▶ [Work to complete]
1. Answer these questions using the introduction on enduring relationships.
(a) Over how long a period was the research with couples conducted?
(b) Where is the series of essays posted?
(c) What has been devoted to the nature of changes in men and women during their adult years?
2. State whether each statement agrees with the introduction on enduring relationships. Answer yes or no, and quote the words that decide it.
(a) The research involved couples who had been together for many years.
(b) Systematic studies of adult development have been carried out for a long time.
(c) The maturation process ends with adolescence.
3. Extend the introduction on enduring relationships, starting after its final sentence.

** Opening Exercise text block **

Love Lingers Here: Enduring Intimate Relationships

William Bergquist

[Following is an introduction to a series of essays posted in the Library of Professional Psychology based on research conducted over more than a decade with couples who have been together for many years.]

William Bergquist, Ph.D.During the past couple of decades, the concept of adult development has become increasingly visible and viable in the United States. We have always known that adults change in interesting and often dramatic ways during their lives. Countless novels and motion picture screenplays have been devoted to the nature of changes in men and women during their adult years. Nevertheless, only in recent years have systematic studies been done concerning these predictable developments in the lives of people.

The shift in attention from developmental changes among children to developmental changes among adults has been slow in coming. Most of what seems interesting and significant in human growth and development has often been assumed to occur before adolescence or even before the “latency” of late childhood. Most social scientists and human service practitioners have gradually come to recognize that adults are capable of major reorganization in their lives after they have “grown up.” The maturation process apparently is a lifelong task for all of us.

** Closing Exercise text block **
** Opening Data under study block **

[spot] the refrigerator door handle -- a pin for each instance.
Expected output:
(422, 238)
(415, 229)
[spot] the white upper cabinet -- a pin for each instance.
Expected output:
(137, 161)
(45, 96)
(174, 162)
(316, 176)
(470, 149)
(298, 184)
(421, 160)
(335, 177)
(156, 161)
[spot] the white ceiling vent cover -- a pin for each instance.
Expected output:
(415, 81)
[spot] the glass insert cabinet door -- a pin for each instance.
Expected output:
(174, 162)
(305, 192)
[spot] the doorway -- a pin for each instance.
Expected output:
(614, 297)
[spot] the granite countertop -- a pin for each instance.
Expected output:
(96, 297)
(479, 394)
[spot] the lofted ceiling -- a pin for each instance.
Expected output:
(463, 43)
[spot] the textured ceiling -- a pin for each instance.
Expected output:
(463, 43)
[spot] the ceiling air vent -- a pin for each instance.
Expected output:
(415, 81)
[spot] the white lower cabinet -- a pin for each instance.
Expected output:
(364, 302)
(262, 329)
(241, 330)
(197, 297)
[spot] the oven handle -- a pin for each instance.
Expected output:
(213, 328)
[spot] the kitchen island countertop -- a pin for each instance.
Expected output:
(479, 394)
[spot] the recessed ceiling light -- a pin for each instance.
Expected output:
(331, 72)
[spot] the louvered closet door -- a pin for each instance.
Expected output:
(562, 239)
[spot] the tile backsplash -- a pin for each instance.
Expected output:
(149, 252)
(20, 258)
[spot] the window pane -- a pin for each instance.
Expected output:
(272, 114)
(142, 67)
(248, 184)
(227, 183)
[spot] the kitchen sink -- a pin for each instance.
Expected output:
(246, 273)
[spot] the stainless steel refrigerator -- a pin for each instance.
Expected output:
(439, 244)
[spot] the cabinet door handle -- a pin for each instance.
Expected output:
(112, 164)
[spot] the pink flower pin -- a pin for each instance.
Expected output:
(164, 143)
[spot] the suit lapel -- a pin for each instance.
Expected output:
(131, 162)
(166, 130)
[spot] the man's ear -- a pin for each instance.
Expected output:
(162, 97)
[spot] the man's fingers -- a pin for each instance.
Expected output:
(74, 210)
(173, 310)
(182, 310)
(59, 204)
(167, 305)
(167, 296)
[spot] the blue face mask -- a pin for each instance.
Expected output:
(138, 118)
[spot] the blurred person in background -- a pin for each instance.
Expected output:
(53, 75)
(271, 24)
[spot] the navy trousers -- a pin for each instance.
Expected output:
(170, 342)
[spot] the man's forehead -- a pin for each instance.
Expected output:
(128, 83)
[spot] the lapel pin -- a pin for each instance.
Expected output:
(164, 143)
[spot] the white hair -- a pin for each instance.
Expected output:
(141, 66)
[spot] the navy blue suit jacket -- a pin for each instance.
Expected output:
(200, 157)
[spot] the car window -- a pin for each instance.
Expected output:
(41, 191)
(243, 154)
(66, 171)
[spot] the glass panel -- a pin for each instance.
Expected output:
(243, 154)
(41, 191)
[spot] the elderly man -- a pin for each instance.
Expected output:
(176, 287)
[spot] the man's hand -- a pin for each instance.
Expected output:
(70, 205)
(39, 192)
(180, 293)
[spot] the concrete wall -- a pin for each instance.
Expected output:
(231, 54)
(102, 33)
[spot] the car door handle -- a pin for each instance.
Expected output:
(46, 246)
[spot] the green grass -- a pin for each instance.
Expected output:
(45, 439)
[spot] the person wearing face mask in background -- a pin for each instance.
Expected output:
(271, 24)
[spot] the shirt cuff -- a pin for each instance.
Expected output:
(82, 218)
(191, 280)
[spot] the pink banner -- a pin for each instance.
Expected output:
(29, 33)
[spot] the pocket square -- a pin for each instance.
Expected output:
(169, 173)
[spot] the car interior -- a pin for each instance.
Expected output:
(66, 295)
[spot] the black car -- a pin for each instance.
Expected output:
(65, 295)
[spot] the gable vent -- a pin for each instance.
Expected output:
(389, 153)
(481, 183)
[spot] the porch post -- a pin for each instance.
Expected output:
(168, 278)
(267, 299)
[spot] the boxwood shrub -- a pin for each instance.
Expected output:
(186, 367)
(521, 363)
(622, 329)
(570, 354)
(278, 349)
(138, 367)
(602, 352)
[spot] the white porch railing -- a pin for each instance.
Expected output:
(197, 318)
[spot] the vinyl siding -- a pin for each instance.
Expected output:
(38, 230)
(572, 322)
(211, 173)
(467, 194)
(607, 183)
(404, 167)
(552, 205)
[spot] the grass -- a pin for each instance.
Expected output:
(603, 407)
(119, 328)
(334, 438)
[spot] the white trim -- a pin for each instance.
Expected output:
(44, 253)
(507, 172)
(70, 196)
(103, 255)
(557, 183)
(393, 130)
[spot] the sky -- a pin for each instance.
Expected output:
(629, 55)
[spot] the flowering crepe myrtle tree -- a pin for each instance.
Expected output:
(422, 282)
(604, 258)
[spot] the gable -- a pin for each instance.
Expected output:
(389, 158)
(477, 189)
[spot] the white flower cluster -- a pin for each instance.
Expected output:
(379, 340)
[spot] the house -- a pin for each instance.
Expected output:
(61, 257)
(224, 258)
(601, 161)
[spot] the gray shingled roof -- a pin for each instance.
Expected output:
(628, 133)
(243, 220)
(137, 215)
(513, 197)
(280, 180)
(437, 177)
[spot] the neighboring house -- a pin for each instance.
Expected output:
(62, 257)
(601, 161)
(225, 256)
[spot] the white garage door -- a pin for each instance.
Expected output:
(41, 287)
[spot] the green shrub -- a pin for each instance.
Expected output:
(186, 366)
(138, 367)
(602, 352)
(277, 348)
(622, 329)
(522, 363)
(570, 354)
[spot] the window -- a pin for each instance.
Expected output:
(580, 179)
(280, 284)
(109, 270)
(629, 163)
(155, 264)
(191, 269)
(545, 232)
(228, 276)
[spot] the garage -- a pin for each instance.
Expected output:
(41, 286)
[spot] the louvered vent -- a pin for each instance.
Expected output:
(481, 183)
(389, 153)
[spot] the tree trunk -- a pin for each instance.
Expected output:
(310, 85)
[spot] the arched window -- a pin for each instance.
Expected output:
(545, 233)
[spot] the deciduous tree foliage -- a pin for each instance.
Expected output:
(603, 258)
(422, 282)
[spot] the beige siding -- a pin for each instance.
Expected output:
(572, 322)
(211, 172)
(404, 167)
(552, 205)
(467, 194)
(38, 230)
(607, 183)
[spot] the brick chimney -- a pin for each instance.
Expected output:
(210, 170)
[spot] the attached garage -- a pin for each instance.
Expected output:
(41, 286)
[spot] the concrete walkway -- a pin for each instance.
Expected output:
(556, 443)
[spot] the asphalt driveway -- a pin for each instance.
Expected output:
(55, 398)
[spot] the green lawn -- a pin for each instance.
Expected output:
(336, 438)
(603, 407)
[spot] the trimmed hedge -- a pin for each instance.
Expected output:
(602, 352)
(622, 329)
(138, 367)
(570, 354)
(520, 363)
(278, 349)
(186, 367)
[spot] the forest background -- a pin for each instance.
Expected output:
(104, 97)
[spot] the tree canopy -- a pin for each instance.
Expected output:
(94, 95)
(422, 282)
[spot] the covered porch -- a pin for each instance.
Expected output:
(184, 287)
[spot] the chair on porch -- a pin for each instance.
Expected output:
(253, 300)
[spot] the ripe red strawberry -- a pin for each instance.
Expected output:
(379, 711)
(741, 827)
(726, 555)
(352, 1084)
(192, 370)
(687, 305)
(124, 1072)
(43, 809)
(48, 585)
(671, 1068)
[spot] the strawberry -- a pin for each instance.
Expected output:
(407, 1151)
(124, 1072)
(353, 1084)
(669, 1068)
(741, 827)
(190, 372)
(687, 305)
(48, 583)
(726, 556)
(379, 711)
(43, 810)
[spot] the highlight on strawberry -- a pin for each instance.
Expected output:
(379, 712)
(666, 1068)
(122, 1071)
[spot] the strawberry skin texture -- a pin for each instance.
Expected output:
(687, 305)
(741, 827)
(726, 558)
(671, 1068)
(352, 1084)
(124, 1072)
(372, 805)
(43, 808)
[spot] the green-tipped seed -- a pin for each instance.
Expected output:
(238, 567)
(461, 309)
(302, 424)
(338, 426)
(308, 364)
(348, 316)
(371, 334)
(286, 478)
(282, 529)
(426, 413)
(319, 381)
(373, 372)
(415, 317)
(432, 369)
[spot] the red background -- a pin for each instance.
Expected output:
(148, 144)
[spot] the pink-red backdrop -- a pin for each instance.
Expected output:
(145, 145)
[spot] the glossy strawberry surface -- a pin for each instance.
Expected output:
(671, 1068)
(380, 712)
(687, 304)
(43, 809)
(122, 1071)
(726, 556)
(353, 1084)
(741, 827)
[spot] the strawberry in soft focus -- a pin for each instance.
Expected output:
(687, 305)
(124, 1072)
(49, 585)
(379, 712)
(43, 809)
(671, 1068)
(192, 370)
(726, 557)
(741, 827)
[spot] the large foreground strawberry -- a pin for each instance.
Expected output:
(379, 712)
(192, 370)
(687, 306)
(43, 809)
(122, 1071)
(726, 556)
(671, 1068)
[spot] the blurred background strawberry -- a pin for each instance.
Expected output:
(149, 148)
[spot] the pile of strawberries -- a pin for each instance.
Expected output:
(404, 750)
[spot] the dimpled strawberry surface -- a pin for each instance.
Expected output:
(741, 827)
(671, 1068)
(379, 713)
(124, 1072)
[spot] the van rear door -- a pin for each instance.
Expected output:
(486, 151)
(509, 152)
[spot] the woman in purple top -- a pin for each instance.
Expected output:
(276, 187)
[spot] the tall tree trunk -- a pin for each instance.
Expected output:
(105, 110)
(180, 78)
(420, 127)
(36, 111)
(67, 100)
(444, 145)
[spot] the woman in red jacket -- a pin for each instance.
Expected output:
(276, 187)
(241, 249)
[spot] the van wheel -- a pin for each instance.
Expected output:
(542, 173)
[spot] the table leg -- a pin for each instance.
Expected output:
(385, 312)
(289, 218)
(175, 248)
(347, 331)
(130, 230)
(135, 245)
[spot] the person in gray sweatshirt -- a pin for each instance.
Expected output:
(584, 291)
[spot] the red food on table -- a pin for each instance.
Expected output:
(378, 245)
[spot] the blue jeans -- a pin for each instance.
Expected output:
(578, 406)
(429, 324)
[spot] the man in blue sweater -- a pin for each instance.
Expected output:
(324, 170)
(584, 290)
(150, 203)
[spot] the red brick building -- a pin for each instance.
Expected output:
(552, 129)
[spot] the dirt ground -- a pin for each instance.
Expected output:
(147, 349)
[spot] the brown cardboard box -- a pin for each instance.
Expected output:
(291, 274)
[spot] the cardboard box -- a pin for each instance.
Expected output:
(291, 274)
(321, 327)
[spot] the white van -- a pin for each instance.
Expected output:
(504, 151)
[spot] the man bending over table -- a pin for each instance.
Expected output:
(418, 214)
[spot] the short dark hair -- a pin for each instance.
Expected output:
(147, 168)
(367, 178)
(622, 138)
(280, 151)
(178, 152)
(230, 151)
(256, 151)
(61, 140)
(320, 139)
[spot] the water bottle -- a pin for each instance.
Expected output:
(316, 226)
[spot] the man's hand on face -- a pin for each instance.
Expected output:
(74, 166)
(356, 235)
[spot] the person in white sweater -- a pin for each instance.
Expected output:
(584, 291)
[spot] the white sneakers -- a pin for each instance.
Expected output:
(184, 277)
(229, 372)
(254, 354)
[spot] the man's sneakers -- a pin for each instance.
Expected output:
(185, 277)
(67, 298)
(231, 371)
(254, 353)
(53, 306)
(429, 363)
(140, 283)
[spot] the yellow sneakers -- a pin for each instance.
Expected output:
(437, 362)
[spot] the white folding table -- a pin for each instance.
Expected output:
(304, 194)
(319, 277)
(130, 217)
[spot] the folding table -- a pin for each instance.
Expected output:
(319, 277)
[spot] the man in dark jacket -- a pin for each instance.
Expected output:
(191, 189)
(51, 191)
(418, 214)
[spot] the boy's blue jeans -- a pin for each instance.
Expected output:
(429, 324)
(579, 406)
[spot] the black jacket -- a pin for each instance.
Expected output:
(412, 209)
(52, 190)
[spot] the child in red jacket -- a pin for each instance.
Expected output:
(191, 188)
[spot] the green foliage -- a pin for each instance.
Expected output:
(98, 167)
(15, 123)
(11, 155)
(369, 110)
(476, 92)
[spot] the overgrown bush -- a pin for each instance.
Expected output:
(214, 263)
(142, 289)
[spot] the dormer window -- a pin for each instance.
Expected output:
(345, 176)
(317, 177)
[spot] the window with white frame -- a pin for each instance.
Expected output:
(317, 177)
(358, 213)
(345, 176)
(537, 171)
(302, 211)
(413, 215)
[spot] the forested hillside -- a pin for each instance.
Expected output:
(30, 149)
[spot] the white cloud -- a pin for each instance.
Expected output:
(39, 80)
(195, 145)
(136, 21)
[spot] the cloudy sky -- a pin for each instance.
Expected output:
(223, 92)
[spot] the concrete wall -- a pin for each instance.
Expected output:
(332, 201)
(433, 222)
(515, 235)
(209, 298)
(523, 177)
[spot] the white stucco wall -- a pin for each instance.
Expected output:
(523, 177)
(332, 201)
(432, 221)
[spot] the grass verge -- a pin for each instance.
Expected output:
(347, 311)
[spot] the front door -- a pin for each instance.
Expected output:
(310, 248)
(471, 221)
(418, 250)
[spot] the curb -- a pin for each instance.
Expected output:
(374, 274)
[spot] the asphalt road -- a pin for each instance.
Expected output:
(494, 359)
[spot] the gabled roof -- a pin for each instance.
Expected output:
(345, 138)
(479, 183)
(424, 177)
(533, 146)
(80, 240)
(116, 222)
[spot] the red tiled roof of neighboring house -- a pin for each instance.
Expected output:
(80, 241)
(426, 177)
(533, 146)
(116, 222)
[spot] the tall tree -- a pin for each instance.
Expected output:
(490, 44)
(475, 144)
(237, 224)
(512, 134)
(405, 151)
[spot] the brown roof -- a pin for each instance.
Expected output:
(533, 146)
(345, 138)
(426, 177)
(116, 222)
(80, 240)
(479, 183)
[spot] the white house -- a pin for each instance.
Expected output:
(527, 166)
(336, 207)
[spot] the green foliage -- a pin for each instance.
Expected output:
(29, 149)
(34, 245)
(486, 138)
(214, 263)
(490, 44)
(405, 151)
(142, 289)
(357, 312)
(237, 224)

** Closing Data under study block **

▶ [Task responses]
1.
(a) More than a decade.
(b) In the Library of Professional Psychology.
(c) Countless novels and motion picture screenplays.

2.
(a) Yes: "with couples who have been together for many years"
(b) No: "only in recent years have systematic studies been done concerning these predictable developments in the lives of people"
(c) No: "The maturation process apparently is a lifelong task for all of us."

3.
We must begin to look at couples in a similar manner. Two people do not simply come together and “live happily ever after”. As couples, we are constantly changing and maturing, not just because both individuals in the relationship are changing and maturing, but also because the couple, as a separate third entity, must itself undergo changes in response to varying conditions in the world and undergo maturation as the two individuals jointly gain more wisdom and understanding about themselves as a couple.

Do we have any additional evidence beyond the often insightful perspectives of literature and theater that couples do change in a systematic way over time? Our evidence to date is somewhat sparse and suggestive. The existing literature suggests three dimensions through which a couple will move if successful in adjusting to a host of difficult contemporary problems.

Virtually of the studies about successful couples speak of the need for a relationship in which inherent conflict and differences can be tolerated — in which one can be “out of like” with one’s partner, without being “out of love.” These studies also often identify the need for trust and flexibility in contemporary relationships and about the need for a successful couple to rapidly abandon outmoded and unrealistic expectations about the nature and purpose of contemporary relationships.

In most cases, the task of describing the developmental stages of couples comes from a therapeutic context. Conclusions are usually drawn from the frequent witnessing of failed relationships. One wonders about the ingredients that keep a couple together during the difficult early stages. Most of those who write about the dynamics of couples offer considerable encouragement, but very little tangible reward, for the couple that is struggling with the disillusionment that sets in after the romance is gone.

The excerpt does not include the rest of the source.